(INPUT DATA Opens)
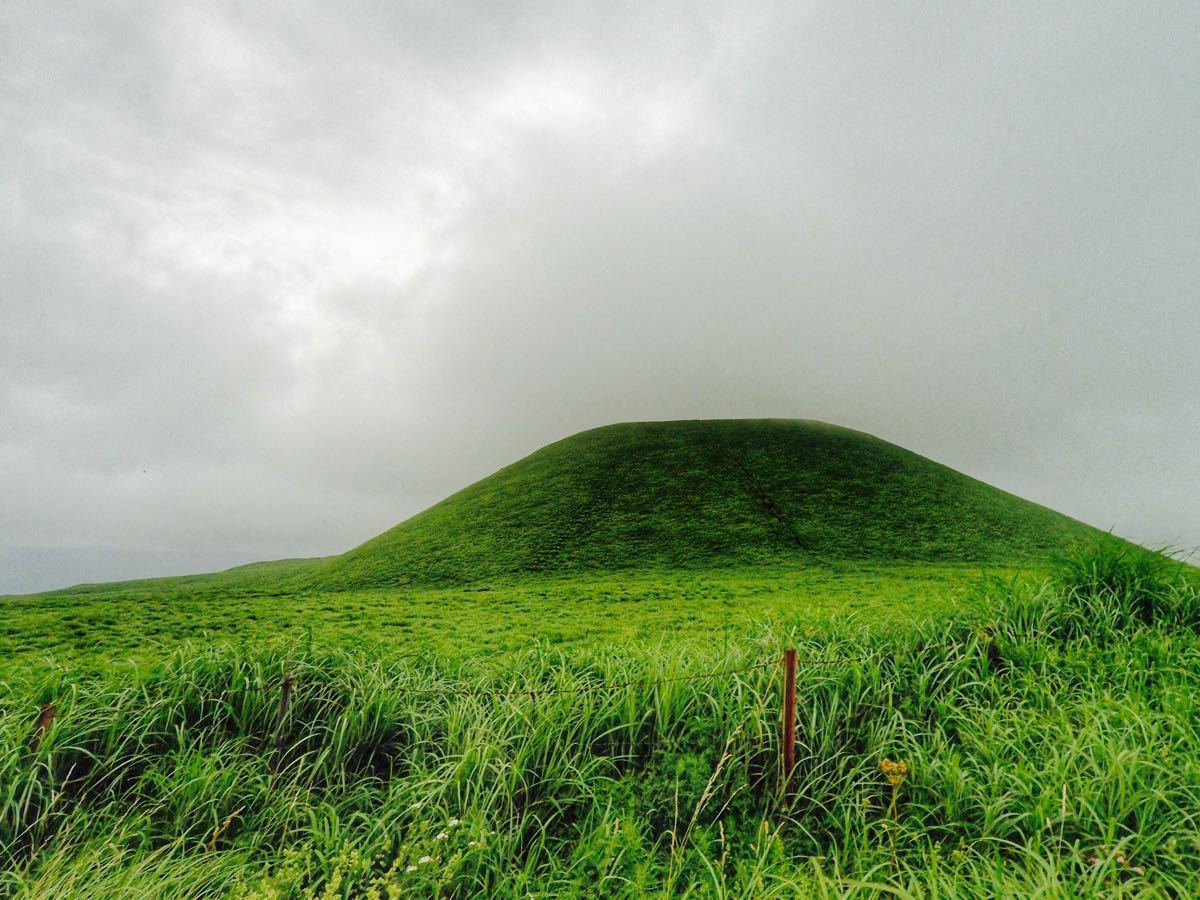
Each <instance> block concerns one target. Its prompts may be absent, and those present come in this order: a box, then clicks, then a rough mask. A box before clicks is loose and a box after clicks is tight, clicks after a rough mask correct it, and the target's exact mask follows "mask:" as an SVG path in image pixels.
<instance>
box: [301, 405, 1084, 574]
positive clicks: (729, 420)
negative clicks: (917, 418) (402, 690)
mask: <svg viewBox="0 0 1200 900" xmlns="http://www.w3.org/2000/svg"><path fill="white" fill-rule="evenodd" d="M1094 534H1096V532H1094V529H1091V528H1088V527H1087V526H1084V524H1081V523H1079V522H1075V521H1074V520H1070V518H1068V517H1066V516H1062V515H1060V514H1057V512H1054V511H1051V510H1048V509H1045V508H1043V506H1038V505H1036V504H1033V503H1028V502H1026V500H1022V499H1020V498H1019V497H1014V496H1013V494H1009V493H1006V492H1004V491H1001V490H998V488H995V487H991V486H989V485H985V484H983V482H980V481H977V480H974V479H972V478H968V476H966V475H962V474H961V473H958V472H955V470H953V469H950V468H947V467H946V466H941V464H938V463H936V462H932V461H931V460H926V458H925V457H923V456H919V455H917V454H913V452H910V451H907V450H905V449H902V448H899V446H896V445H894V444H889V443H887V442H884V440H880V439H878V438H875V437H871V436H869V434H864V433H862V432H856V431H850V430H847V428H840V427H836V426H832V425H826V424H823V422H815V421H796V420H774V419H768V420H706V421H671V422H630V424H624V425H611V426H607V427H602V428H595V430H592V431H586V432H582V433H580V434H575V436H574V437H570V438H566V439H565V440H559V442H557V443H554V444H551V445H548V446H546V448H542V449H541V450H539V451H538V452H535V454H533V455H530V456H527V457H526V458H523V460H521V461H518V462H516V463H514V464H511V466H509V467H506V468H504V469H500V470H499V472H497V473H496V474H494V475H491V476H490V478H486V479H484V480H482V481H479V482H476V484H474V485H470V486H469V487H467V488H464V490H462V491H460V492H458V493H455V494H452V496H451V497H449V498H446V499H445V500H443V502H442V503H438V504H437V505H434V506H432V508H430V509H427V510H425V511H424V512H420V514H418V515H416V516H413V517H412V518H409V520H407V521H404V522H402V523H401V524H398V526H396V527H395V528H392V529H390V530H388V532H385V533H384V534H380V535H379V536H377V538H374V539H373V540H370V541H367V542H366V544H364V545H362V546H360V547H356V548H355V550H352V551H350V552H348V553H346V554H344V556H341V557H335V558H332V559H330V560H326V562H325V563H324V564H322V565H319V566H316V568H314V569H313V571H312V584H313V586H314V587H320V588H326V589H329V588H334V589H346V588H380V587H397V586H406V584H438V583H468V582H473V581H480V580H487V578H494V577H502V576H517V575H521V576H526V575H538V574H551V572H554V574H570V572H587V571H620V570H635V569H662V568H672V569H678V568H695V566H704V568H721V566H744V565H748V564H772V563H797V562H829V560H887V562H896V560H910V562H986V563H995V564H1016V563H1021V562H1024V560H1027V559H1030V558H1033V557H1038V556H1042V554H1044V553H1045V552H1046V551H1056V550H1061V548H1063V547H1064V546H1066V545H1067V544H1069V542H1070V541H1073V540H1074V539H1078V538H1081V536H1086V535H1094Z"/></svg>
(INPUT DATA Closes)
→ **YOUR OBJECTIVE**
Pick out each line in the entries above that contains the string "instance", and copy those lines in full.

→ **SOLUTION TO THE PROBLEM**
Each <instance> block concerns one target. Its prompts may be absent, and those present come in this order: a box, then clicks, then a rough mask. A box before clicks is loose and a box after clicks is tight, clicks after a rough mask correct it, and the target's exact mask follows "mask:" as an SVG path in image pixels.
<instance>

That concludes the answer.